(Reading passage Opens)

External Affairs Minister S. Jaishankar visited Beijing in January 2026 — the first Indian foreign minister visit to China since 2019 — for meetings with Chinese State Councilor Wang Yi. Both sides signed three limited cooperation agreements on disaster relief coordination and academic exchanges. More substantively, they agreed to restore direct flight connections between Delhi, Mumbai, and Beijing, Shanghai — suspended since COVID-19 — and to gradually restore visa issuance for business travellers.
Trade: The Elephant in the Room
Despite political tensions, bilateral trade between India and China reached $118.4 billion in 2025 — a record — up 7% from 2024. India's imports from China totalled $104.6 billion, while exports to China were $13.8 billion — a massive trade deficit that remains a persistent source of political friction.
India imports from China a vast range of goods including electronics and components (35% of total imports), chemicals and pharmaceuticals (20%), machinery (15%), and solar panels and EV batteries (rapidly growing). Reducing this dependency has been a major policy priority — the Production Linked Incentive (PLI) schemes are explicitly designed to build domestic supply chains as alternatives to Chinese imports.

(Reading passage Closes)

◆ Exercise requirements:
[1] Update the passage on India–China relations from "External Affairs Minister" up to and including "for business travellers.", replacing "agreements" with "accords".
[2] Translate this sentence from the passage on India–China relations into Spanish: "Despite political tensions, bilateral trade between India and China reached $118.4 billion in 2025 — a record — up 7% from 2024."
The data after this point is separate from the passage on India–China relations.

(Information Opens)

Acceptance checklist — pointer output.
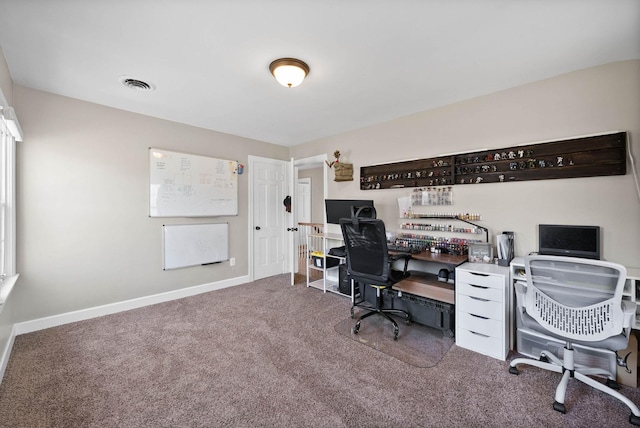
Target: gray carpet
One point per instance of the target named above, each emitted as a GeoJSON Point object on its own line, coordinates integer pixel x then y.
{"type": "Point", "coordinates": [417, 345]}
{"type": "Point", "coordinates": [266, 354]}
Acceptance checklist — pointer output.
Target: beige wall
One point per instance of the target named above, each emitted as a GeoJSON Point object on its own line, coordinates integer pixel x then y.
{"type": "Point", "coordinates": [84, 234]}
{"type": "Point", "coordinates": [85, 238]}
{"type": "Point", "coordinates": [6, 85]}
{"type": "Point", "coordinates": [589, 101]}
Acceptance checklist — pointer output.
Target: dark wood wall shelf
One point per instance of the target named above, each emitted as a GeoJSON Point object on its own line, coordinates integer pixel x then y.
{"type": "Point", "coordinates": [577, 157]}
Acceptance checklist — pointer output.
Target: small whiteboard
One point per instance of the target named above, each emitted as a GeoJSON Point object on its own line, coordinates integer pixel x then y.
{"type": "Point", "coordinates": [195, 244]}
{"type": "Point", "coordinates": [184, 185]}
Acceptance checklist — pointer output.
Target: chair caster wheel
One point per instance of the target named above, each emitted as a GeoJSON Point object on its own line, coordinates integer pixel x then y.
{"type": "Point", "coordinates": [559, 407]}
{"type": "Point", "coordinates": [614, 385]}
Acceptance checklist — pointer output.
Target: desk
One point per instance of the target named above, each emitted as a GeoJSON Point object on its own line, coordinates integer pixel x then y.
{"type": "Point", "coordinates": [425, 284]}
{"type": "Point", "coordinates": [429, 302]}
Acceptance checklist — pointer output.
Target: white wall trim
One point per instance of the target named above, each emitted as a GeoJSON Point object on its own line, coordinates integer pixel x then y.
{"type": "Point", "coordinates": [112, 308]}
{"type": "Point", "coordinates": [6, 352]}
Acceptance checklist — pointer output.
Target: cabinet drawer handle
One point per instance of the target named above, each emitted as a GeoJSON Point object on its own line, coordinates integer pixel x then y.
{"type": "Point", "coordinates": [479, 316]}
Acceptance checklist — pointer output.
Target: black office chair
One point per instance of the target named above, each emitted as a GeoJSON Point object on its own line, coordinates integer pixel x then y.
{"type": "Point", "coordinates": [369, 263]}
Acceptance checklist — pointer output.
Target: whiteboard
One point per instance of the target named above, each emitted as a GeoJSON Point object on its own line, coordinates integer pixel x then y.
{"type": "Point", "coordinates": [195, 244]}
{"type": "Point", "coordinates": [184, 185]}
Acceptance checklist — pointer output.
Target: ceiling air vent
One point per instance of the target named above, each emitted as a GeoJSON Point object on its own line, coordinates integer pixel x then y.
{"type": "Point", "coordinates": [132, 83]}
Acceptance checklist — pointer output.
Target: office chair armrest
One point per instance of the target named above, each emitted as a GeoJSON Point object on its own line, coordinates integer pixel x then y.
{"type": "Point", "coordinates": [520, 289]}
{"type": "Point", "coordinates": [396, 257]}
{"type": "Point", "coordinates": [628, 313]}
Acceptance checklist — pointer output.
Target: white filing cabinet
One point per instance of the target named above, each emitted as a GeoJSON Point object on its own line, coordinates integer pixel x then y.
{"type": "Point", "coordinates": [482, 309]}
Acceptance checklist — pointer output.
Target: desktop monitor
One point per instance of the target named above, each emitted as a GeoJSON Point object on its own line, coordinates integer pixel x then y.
{"type": "Point", "coordinates": [572, 241]}
{"type": "Point", "coordinates": [342, 208]}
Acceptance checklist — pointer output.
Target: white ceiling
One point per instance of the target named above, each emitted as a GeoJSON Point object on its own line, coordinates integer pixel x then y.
{"type": "Point", "coordinates": [371, 60]}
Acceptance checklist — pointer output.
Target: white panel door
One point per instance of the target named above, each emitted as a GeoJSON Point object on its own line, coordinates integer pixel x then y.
{"type": "Point", "coordinates": [269, 227]}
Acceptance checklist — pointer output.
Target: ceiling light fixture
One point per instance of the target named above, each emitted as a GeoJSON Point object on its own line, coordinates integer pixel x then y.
{"type": "Point", "coordinates": [137, 84]}
{"type": "Point", "coordinates": [289, 72]}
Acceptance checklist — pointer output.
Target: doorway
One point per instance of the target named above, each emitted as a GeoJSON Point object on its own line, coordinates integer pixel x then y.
{"type": "Point", "coordinates": [311, 191]}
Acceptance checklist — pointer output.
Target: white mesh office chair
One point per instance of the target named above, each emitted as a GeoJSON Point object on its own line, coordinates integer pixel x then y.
{"type": "Point", "coordinates": [578, 301]}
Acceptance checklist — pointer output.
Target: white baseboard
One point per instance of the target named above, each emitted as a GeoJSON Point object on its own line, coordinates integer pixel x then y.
{"type": "Point", "coordinates": [6, 352]}
{"type": "Point", "coordinates": [112, 308]}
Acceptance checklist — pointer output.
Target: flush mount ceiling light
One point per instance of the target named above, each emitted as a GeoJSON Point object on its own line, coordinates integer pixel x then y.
{"type": "Point", "coordinates": [132, 83]}
{"type": "Point", "coordinates": [289, 72]}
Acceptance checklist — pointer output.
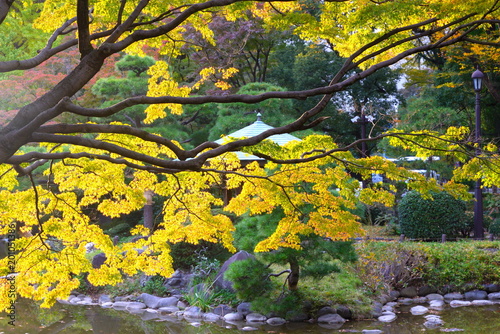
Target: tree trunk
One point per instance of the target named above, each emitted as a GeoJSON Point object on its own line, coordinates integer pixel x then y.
{"type": "Point", "coordinates": [293, 278]}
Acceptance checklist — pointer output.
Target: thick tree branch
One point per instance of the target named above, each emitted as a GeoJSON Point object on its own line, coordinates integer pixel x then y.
{"type": "Point", "coordinates": [82, 14]}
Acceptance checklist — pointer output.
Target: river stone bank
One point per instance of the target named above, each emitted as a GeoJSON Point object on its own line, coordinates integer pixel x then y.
{"type": "Point", "coordinates": [150, 307]}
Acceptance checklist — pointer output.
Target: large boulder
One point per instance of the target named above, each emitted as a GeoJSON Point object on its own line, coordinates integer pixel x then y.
{"type": "Point", "coordinates": [220, 282]}
{"type": "Point", "coordinates": [157, 302]}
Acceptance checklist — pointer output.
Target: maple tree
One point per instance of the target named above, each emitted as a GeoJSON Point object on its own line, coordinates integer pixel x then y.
{"type": "Point", "coordinates": [111, 165]}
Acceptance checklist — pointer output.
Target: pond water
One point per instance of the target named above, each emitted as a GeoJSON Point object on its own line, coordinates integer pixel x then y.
{"type": "Point", "coordinates": [69, 319]}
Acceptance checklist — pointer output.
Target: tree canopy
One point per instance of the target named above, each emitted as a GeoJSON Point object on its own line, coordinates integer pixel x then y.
{"type": "Point", "coordinates": [111, 164]}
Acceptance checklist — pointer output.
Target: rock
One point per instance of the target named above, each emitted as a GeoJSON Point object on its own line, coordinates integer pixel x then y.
{"type": "Point", "coordinates": [384, 299]}
{"type": "Point", "coordinates": [223, 310]}
{"type": "Point", "coordinates": [406, 301]}
{"type": "Point", "coordinates": [248, 329]}
{"type": "Point", "coordinates": [193, 312]}
{"type": "Point", "coordinates": [195, 324]}
{"type": "Point", "coordinates": [409, 292]}
{"type": "Point", "coordinates": [426, 290]}
{"type": "Point", "coordinates": [434, 296]}
{"type": "Point", "coordinates": [433, 321]}
{"type": "Point", "coordinates": [235, 316]}
{"type": "Point", "coordinates": [376, 309]}
{"type": "Point", "coordinates": [168, 310]}
{"type": "Point", "coordinates": [135, 306]}
{"type": "Point", "coordinates": [87, 300]}
{"type": "Point", "coordinates": [326, 310]}
{"type": "Point", "coordinates": [495, 296]}
{"type": "Point", "coordinates": [276, 321]}
{"type": "Point", "coordinates": [104, 299]}
{"type": "Point", "coordinates": [453, 296]}
{"type": "Point", "coordinates": [181, 305]}
{"type": "Point", "coordinates": [436, 304]}
{"type": "Point", "coordinates": [120, 305]}
{"type": "Point", "coordinates": [222, 283]}
{"type": "Point", "coordinates": [419, 310]}
{"type": "Point", "coordinates": [482, 302]}
{"type": "Point", "coordinates": [244, 309]}
{"type": "Point", "coordinates": [475, 295]}
{"type": "Point", "coordinates": [344, 312]}
{"type": "Point", "coordinates": [156, 302]}
{"type": "Point", "coordinates": [460, 303]}
{"type": "Point", "coordinates": [394, 295]}
{"type": "Point", "coordinates": [296, 316]}
{"type": "Point", "coordinates": [168, 301]}
{"type": "Point", "coordinates": [492, 288]}
{"type": "Point", "coordinates": [255, 317]}
{"type": "Point", "coordinates": [331, 319]}
{"type": "Point", "coordinates": [387, 318]}
{"type": "Point", "coordinates": [211, 317]}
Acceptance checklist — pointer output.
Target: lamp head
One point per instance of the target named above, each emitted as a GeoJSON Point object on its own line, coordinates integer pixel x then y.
{"type": "Point", "coordinates": [477, 80]}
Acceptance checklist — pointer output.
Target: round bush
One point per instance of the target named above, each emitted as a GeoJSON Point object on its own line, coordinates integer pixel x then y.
{"type": "Point", "coordinates": [495, 227]}
{"type": "Point", "coordinates": [431, 218]}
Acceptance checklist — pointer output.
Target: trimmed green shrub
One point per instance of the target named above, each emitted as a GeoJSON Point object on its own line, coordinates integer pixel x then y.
{"type": "Point", "coordinates": [431, 218]}
{"type": "Point", "coordinates": [250, 278]}
{"type": "Point", "coordinates": [495, 227]}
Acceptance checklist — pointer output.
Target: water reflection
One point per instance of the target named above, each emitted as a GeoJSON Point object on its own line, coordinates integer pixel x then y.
{"type": "Point", "coordinates": [68, 319]}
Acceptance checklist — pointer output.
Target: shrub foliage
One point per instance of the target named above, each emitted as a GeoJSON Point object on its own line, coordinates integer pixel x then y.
{"type": "Point", "coordinates": [422, 218]}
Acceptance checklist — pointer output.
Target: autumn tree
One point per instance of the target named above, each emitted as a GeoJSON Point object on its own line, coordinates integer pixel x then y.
{"type": "Point", "coordinates": [110, 165]}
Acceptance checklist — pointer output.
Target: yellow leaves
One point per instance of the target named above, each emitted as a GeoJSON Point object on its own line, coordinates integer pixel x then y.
{"type": "Point", "coordinates": [161, 83]}
{"type": "Point", "coordinates": [8, 177]}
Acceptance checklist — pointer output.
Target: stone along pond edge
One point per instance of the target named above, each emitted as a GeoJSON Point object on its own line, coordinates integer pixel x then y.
{"type": "Point", "coordinates": [150, 307]}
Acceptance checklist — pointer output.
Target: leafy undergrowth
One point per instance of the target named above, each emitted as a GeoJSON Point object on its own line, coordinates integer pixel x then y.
{"type": "Point", "coordinates": [456, 266]}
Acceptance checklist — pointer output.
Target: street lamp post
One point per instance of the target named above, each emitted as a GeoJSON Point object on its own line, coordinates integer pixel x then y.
{"type": "Point", "coordinates": [477, 81]}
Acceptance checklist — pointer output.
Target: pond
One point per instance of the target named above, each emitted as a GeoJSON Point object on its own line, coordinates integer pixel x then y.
{"type": "Point", "coordinates": [66, 319]}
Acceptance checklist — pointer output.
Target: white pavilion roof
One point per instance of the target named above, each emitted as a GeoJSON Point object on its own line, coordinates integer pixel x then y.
{"type": "Point", "coordinates": [254, 129]}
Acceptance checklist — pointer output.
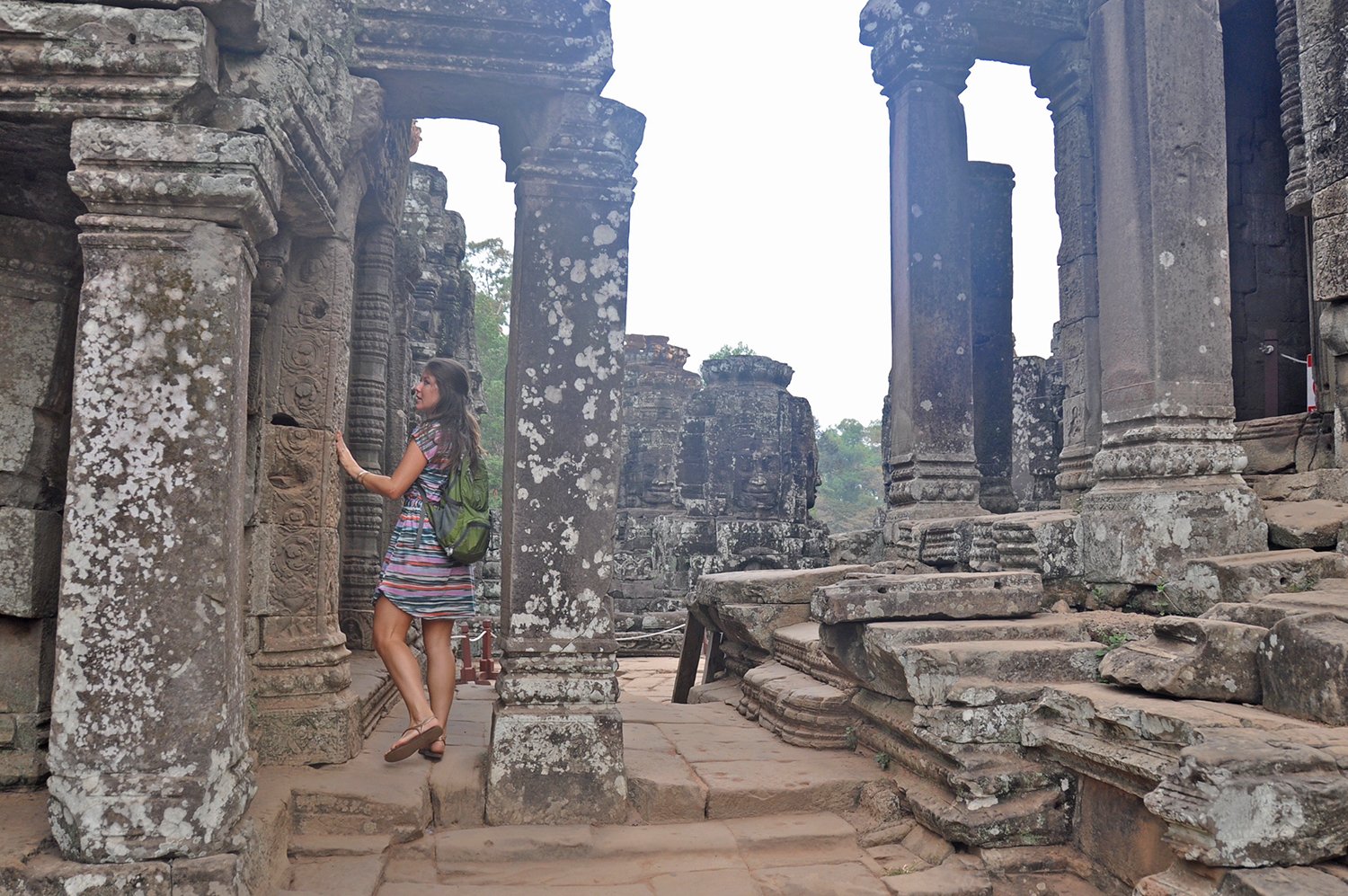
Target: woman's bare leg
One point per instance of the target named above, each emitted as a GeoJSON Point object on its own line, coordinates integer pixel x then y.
{"type": "Point", "coordinates": [391, 626]}
{"type": "Point", "coordinates": [439, 667]}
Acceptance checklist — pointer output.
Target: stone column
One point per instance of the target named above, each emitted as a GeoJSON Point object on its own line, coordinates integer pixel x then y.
{"type": "Point", "coordinates": [1167, 472]}
{"type": "Point", "coordinates": [1062, 75]}
{"type": "Point", "coordinates": [1324, 124]}
{"type": "Point", "coordinates": [922, 59]}
{"type": "Point", "coordinates": [367, 423]}
{"type": "Point", "coordinates": [148, 747]}
{"type": "Point", "coordinates": [305, 710]}
{"type": "Point", "coordinates": [40, 277]}
{"type": "Point", "coordinates": [994, 347]}
{"type": "Point", "coordinates": [557, 739]}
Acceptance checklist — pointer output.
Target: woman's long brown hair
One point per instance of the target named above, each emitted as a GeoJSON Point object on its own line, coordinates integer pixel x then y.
{"type": "Point", "coordinates": [458, 433]}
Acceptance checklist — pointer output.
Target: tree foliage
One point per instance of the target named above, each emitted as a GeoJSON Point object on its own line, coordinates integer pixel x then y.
{"type": "Point", "coordinates": [852, 488]}
{"type": "Point", "coordinates": [731, 350]}
{"type": "Point", "coordinates": [490, 263]}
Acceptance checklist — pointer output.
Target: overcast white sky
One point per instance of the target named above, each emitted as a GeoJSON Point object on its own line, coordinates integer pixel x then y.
{"type": "Point", "coordinates": [762, 199]}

(Information Closes)

◆ Task results:
[1]
External Affairs Minister S. Jaishankar visited Beijing in January 2026 — the first Indian foreign minister visit to China since 2019 — for meetings with Chinese State Councilor Wang Yi. Both sides signed three limited cooperation accords on disaster relief coordination and academic exchanges. More substantively, they agreed to restore direct flight connections between Delhi, Mumbai, and Beijing, Shanghai — suspended since COVID-19 — and to gradually restore visa issuance for business travellers.

[2] A pesar de las tensiones políticas, el comercio bilateral entre la India y China alcanzó los 118.400 millones de dólares en 2025 (una cifra récord), un 7 % más que en 2024.